### Data listing
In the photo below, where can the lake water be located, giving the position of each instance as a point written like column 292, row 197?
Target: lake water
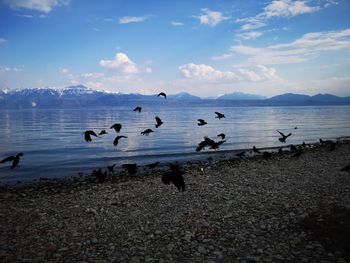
column 53, row 144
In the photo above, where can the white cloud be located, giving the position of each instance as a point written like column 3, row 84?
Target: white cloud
column 211, row 18
column 45, row 6
column 132, row 19
column 121, row 62
column 174, row 23
column 206, row 72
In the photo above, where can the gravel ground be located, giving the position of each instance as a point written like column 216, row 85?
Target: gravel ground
column 283, row 209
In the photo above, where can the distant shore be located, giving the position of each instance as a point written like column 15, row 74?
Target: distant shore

### Goal of the exercise
Rewrite all of the entries above, changing "be located" to "be found" wherever it occurs and keeping everything else the same. Leave the pictures out.

### Solution below
In the photo below, where can the lake water be found, giving the position of each instance as a point written like column 292, row 197?
Target: lake water
column 53, row 144
In the photo above, where can the white cloud be found, giving the position of each instance as a point written like column 3, row 84?
Target: white cloud
column 211, row 18
column 45, row 6
column 132, row 19
column 121, row 62
column 174, row 23
column 206, row 72
In the photo above, where can the gravel ground be found, giving the position of each instance as a point written like column 216, row 85?
Target: gravel ground
column 283, row 209
In the photo above, where can the distant shore be found, giving the position of each instance as a point written like column 15, row 74?
Target: distant shore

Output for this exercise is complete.